◆ Work item:
From the entries below, return only the lines starting at the one that contains "indicate the surgical light head, one" and ending at the one that contains "indicate the tiled", exactly as they stand.
-------- Data excerpts --------
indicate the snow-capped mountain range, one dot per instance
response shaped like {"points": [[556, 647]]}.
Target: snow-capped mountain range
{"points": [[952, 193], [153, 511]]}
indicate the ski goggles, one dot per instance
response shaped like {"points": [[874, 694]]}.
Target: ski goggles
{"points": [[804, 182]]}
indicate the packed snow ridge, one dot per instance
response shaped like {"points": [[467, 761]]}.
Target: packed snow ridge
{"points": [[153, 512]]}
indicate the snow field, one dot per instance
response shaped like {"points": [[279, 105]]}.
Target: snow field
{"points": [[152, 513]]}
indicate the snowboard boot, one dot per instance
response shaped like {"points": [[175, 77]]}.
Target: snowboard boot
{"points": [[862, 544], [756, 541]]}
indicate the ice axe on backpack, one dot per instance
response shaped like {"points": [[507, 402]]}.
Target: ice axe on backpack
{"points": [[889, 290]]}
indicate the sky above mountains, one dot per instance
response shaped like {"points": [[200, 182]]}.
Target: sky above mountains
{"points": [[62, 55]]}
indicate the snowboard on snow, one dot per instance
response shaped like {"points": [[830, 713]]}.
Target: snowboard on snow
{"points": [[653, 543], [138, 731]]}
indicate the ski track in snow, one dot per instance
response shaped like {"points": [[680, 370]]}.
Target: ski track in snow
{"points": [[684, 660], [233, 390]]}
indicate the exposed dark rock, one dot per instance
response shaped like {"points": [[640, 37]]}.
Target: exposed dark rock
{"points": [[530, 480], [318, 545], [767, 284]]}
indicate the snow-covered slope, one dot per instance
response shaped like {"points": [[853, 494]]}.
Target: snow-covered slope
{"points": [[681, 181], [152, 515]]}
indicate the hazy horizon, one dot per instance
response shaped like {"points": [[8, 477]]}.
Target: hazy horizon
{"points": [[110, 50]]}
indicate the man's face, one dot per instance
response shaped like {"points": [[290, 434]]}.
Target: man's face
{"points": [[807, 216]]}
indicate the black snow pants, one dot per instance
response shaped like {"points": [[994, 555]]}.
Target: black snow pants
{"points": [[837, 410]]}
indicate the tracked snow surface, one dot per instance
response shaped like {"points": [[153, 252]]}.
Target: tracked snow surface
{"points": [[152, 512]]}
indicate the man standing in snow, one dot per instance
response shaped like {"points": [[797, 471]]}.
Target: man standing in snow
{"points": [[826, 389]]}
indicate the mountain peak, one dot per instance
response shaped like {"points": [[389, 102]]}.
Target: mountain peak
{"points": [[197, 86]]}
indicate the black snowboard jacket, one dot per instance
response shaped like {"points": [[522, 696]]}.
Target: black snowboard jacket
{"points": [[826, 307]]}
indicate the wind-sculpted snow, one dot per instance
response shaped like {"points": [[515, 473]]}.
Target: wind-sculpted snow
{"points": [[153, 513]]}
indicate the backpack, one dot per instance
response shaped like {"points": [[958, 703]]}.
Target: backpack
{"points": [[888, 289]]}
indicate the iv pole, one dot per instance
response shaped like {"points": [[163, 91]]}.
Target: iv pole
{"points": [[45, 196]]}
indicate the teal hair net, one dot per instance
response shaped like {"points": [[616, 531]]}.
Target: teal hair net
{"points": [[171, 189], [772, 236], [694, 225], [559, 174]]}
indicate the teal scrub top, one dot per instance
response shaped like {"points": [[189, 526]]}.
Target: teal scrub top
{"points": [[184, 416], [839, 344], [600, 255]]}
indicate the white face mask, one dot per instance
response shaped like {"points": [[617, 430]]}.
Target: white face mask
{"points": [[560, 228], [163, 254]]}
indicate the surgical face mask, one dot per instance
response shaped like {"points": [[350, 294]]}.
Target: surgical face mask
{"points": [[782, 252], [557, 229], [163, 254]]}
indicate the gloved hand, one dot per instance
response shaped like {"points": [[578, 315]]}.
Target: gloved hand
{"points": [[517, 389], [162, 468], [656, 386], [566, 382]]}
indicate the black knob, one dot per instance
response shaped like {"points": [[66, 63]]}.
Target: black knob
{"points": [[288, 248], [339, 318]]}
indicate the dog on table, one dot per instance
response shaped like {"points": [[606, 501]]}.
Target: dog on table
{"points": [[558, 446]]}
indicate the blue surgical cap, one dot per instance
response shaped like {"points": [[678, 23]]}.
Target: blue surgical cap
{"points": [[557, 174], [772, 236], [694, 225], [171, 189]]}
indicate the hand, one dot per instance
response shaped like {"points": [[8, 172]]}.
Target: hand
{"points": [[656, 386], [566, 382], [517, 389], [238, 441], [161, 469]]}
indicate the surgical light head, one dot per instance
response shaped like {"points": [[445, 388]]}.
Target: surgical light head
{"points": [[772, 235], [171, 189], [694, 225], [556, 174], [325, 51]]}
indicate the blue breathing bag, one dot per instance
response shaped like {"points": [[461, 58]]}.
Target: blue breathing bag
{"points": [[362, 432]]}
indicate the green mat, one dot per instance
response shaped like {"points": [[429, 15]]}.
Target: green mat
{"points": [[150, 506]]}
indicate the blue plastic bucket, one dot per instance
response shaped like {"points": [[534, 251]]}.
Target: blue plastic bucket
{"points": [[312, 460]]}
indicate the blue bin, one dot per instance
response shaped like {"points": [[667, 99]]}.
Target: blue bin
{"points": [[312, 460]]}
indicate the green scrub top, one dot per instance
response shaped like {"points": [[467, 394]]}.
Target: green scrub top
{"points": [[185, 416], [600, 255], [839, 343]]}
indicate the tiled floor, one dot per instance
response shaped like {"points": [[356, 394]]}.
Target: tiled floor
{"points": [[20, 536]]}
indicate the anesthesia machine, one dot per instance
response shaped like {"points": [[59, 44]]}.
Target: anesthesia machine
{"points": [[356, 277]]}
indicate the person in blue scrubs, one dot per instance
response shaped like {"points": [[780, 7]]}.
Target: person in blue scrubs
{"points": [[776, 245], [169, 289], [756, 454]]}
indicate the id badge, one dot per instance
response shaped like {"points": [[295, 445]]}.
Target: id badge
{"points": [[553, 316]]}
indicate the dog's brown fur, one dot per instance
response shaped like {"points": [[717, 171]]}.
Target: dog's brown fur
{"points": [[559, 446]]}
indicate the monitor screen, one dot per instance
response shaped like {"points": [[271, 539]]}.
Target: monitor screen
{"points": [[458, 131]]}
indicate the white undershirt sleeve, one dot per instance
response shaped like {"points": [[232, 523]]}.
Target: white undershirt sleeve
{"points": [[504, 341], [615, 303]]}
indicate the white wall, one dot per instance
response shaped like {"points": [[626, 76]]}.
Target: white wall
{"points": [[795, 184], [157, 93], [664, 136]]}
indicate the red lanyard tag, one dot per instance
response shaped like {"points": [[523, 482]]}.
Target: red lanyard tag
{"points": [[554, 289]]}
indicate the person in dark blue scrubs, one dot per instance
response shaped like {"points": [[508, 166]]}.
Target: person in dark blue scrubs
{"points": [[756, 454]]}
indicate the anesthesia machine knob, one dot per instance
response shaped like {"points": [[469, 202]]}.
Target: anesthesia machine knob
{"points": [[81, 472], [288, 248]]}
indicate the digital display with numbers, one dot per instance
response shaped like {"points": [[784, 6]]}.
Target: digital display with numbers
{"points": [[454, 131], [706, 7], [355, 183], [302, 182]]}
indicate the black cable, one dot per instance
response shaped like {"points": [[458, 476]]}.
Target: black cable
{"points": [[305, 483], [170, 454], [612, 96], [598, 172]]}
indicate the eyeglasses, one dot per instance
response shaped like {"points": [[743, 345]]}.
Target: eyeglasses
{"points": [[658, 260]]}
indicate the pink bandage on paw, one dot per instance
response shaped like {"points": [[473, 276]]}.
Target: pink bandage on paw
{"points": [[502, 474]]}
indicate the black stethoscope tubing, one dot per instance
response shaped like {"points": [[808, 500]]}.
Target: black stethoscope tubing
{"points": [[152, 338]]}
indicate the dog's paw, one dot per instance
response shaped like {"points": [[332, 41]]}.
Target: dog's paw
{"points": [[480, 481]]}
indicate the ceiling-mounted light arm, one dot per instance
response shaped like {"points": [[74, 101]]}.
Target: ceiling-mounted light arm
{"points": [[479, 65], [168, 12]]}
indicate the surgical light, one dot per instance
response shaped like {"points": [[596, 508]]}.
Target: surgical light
--------
◆ Solved exercise:
indicate the surgical light head, one dot per instance
response shaped like {"points": [[445, 388]]}.
Target: surgical light head
{"points": [[772, 235], [171, 189], [694, 225], [556, 174], [325, 51]]}
indicate the blue breathing bag, one dot per instance
response shaped like {"points": [[461, 58]]}.
Target: blue breathing bag
{"points": [[362, 432]]}
indicate the green mat, one dot per instance
response shaped like {"points": [[429, 15]]}.
Target: green mat
{"points": [[150, 506]]}
indicate the blue plastic bucket, one dot per instance
response shaped like {"points": [[534, 251]]}.
Target: blue plastic bucket
{"points": [[312, 460]]}
indicate the blue bin, one dot per instance
response shaped like {"points": [[667, 99]]}.
Target: blue bin
{"points": [[312, 460]]}
indicate the green scrub top, one dot per instance
response shaped like {"points": [[467, 394]]}.
Target: green scrub top
{"points": [[185, 416], [600, 255], [839, 343]]}
indicate the tiled floor, one dot per instance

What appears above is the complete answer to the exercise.